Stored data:
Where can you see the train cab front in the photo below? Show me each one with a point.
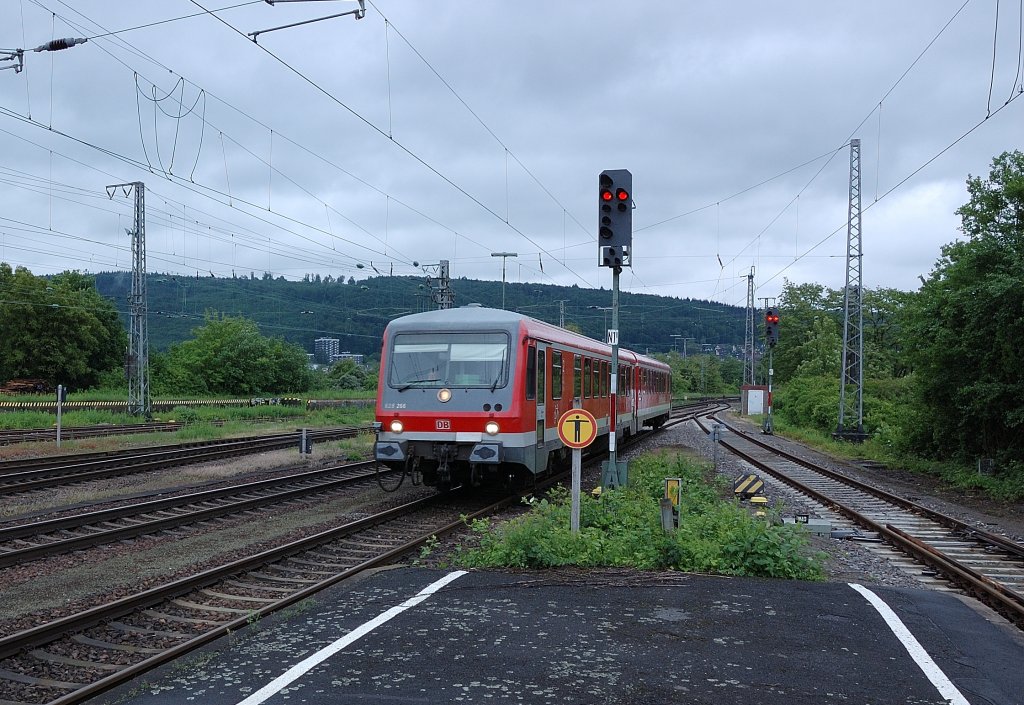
(442, 401)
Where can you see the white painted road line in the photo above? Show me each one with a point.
(324, 654)
(912, 646)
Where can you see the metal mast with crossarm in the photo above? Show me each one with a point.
(851, 415)
(137, 364)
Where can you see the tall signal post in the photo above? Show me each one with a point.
(851, 415)
(614, 242)
(749, 337)
(771, 337)
(137, 363)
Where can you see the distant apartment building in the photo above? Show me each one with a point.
(325, 349)
(354, 357)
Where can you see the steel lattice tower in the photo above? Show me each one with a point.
(851, 416)
(137, 364)
(750, 337)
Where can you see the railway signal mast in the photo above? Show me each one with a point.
(614, 243)
(771, 337)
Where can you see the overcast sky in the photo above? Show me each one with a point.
(450, 130)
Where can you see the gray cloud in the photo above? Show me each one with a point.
(699, 100)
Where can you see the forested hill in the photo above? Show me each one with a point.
(355, 312)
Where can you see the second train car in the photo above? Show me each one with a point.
(472, 395)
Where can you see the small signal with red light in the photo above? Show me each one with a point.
(771, 326)
(614, 217)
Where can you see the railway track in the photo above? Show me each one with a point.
(71, 659)
(988, 566)
(13, 436)
(37, 473)
(53, 537)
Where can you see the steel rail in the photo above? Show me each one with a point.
(141, 462)
(949, 522)
(142, 528)
(46, 633)
(1011, 604)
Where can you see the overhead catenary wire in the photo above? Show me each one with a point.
(416, 157)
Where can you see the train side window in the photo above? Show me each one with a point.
(541, 371)
(556, 374)
(577, 376)
(530, 371)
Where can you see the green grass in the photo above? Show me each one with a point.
(623, 529)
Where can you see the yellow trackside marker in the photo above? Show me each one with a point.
(748, 485)
(672, 487)
(577, 427)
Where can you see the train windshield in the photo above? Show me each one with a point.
(436, 360)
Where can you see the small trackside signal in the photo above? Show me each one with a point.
(771, 326)
(614, 217)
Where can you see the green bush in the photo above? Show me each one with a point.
(623, 529)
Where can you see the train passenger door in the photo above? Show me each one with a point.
(542, 405)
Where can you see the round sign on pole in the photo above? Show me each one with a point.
(577, 427)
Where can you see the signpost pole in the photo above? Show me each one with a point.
(577, 463)
(60, 394)
(577, 428)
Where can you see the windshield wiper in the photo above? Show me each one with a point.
(415, 381)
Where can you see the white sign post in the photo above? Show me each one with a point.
(577, 428)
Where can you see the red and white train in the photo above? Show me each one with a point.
(473, 395)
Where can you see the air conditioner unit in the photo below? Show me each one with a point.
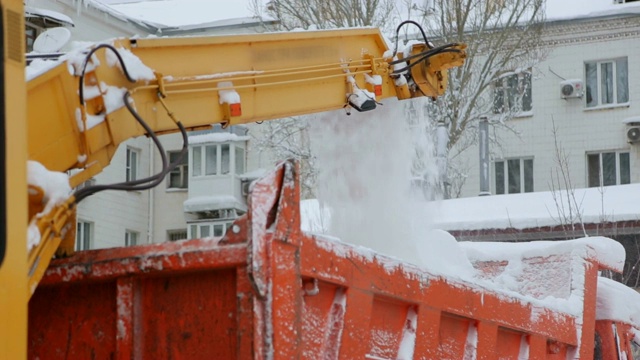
(633, 134)
(246, 185)
(571, 89)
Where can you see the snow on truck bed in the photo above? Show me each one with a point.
(546, 274)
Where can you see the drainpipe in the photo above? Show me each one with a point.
(442, 142)
(483, 149)
(151, 194)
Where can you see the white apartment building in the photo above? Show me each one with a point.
(203, 195)
(584, 101)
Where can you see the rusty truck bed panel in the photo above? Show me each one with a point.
(268, 290)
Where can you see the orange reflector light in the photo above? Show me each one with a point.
(235, 109)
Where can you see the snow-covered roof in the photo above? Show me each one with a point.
(209, 203)
(252, 175)
(576, 9)
(631, 120)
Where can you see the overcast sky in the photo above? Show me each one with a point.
(191, 12)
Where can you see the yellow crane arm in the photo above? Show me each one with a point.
(77, 118)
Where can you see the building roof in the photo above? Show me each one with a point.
(579, 9)
(174, 16)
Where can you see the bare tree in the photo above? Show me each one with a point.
(328, 14)
(288, 138)
(568, 207)
(504, 44)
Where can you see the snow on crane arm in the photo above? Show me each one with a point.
(55, 191)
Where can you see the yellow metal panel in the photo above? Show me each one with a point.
(13, 271)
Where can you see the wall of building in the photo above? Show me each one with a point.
(114, 212)
(167, 208)
(579, 130)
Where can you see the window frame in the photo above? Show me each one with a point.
(618, 169)
(132, 174)
(226, 161)
(172, 235)
(84, 229)
(182, 169)
(211, 227)
(598, 81)
(506, 175)
(517, 93)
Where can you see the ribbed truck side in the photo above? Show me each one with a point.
(269, 291)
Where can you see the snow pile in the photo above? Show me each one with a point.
(531, 210)
(617, 302)
(550, 274)
(365, 163)
(56, 189)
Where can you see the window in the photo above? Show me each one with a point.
(514, 176)
(216, 160)
(239, 160)
(175, 235)
(131, 238)
(607, 82)
(179, 177)
(211, 160)
(608, 168)
(225, 163)
(84, 234)
(512, 93)
(205, 230)
(30, 32)
(132, 164)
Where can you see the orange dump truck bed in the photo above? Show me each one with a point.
(269, 291)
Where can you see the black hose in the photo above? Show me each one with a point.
(151, 181)
(422, 59)
(86, 62)
(424, 36)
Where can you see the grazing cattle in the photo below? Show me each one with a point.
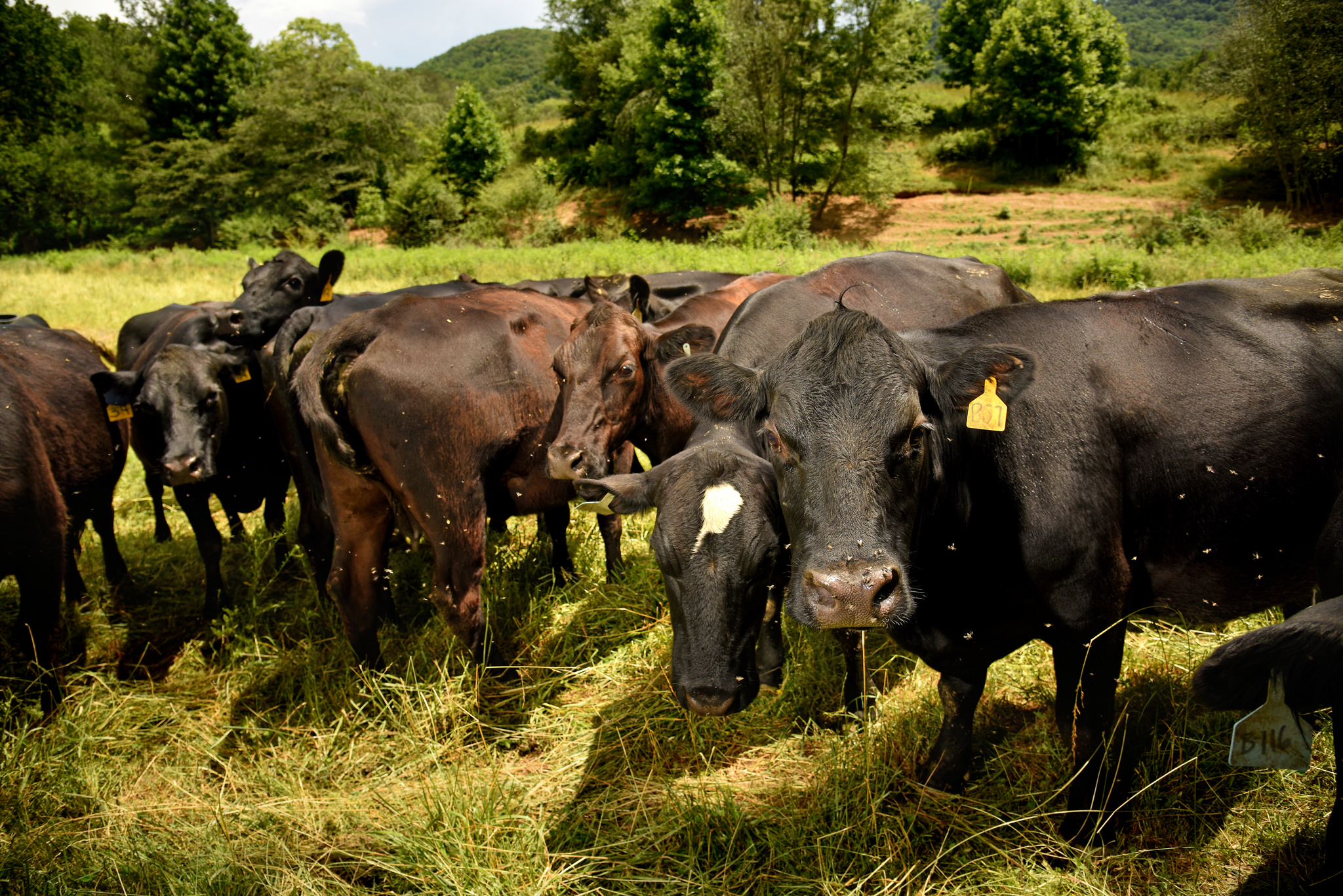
(1171, 449)
(1307, 650)
(724, 572)
(610, 370)
(61, 458)
(435, 414)
(199, 425)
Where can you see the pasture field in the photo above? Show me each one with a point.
(254, 758)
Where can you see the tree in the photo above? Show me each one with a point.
(1281, 58)
(1049, 71)
(474, 151)
(205, 61)
(962, 30)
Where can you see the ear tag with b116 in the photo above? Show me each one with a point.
(602, 507)
(1272, 737)
(988, 412)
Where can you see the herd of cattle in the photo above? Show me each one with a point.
(814, 446)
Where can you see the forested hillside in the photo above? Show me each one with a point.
(501, 60)
(1165, 31)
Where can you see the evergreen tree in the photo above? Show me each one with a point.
(474, 151)
(1051, 70)
(205, 61)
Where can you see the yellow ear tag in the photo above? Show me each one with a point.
(602, 507)
(988, 412)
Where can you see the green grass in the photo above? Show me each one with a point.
(257, 758)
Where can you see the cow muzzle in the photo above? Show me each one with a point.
(183, 471)
(844, 598)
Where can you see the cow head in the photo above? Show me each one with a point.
(273, 292)
(180, 408)
(719, 543)
(607, 370)
(853, 421)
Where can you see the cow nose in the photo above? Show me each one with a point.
(183, 471)
(845, 600)
(711, 701)
(565, 463)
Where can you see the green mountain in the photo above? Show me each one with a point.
(1162, 33)
(498, 61)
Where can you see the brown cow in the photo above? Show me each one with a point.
(433, 414)
(610, 370)
(62, 459)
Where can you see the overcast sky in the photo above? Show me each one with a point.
(388, 33)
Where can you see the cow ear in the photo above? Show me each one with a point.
(962, 379)
(681, 341)
(328, 272)
(116, 387)
(630, 492)
(716, 389)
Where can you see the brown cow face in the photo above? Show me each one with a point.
(603, 368)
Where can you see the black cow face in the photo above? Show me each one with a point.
(274, 290)
(852, 419)
(717, 540)
(180, 406)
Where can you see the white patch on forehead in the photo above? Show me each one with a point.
(720, 504)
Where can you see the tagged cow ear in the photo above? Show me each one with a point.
(328, 272)
(116, 387)
(716, 389)
(630, 492)
(962, 379)
(673, 345)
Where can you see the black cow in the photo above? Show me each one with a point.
(61, 458)
(199, 425)
(724, 572)
(1308, 652)
(1173, 449)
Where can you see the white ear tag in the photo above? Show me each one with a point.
(1272, 737)
(602, 507)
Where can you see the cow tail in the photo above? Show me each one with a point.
(319, 386)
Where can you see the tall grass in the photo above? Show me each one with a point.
(253, 756)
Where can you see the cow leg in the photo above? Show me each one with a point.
(1084, 707)
(361, 520)
(948, 761)
(113, 564)
(770, 648)
(195, 503)
(557, 524)
(75, 589)
(155, 486)
(860, 697)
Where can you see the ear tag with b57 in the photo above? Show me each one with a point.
(988, 412)
(1272, 737)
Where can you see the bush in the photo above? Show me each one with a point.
(972, 144)
(422, 211)
(1256, 230)
(371, 208)
(1113, 273)
(771, 224)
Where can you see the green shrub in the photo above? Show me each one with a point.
(972, 144)
(1113, 273)
(771, 224)
(422, 211)
(1254, 229)
(371, 208)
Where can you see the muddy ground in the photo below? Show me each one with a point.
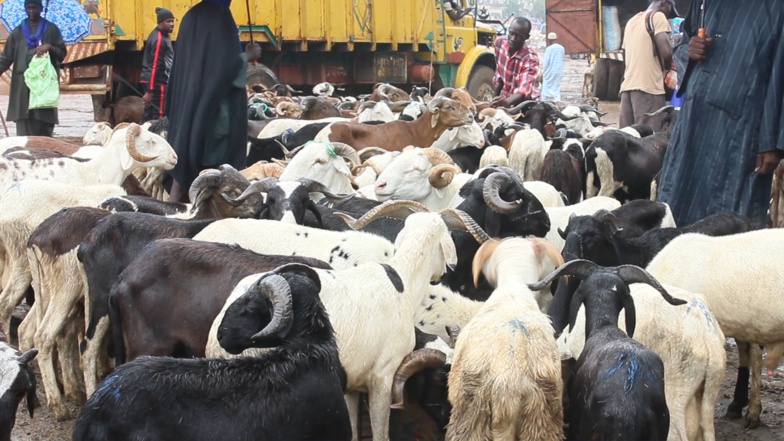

Goal of the exercise ::
Pick out every line in the records above that contains the word "tall", and copy each of those lines.

Response to this task ::
Where can you see the tall signal post in the photo above? Show me each one with a point.
Where can you see the tall grass in the photo above? Show me each one with a point.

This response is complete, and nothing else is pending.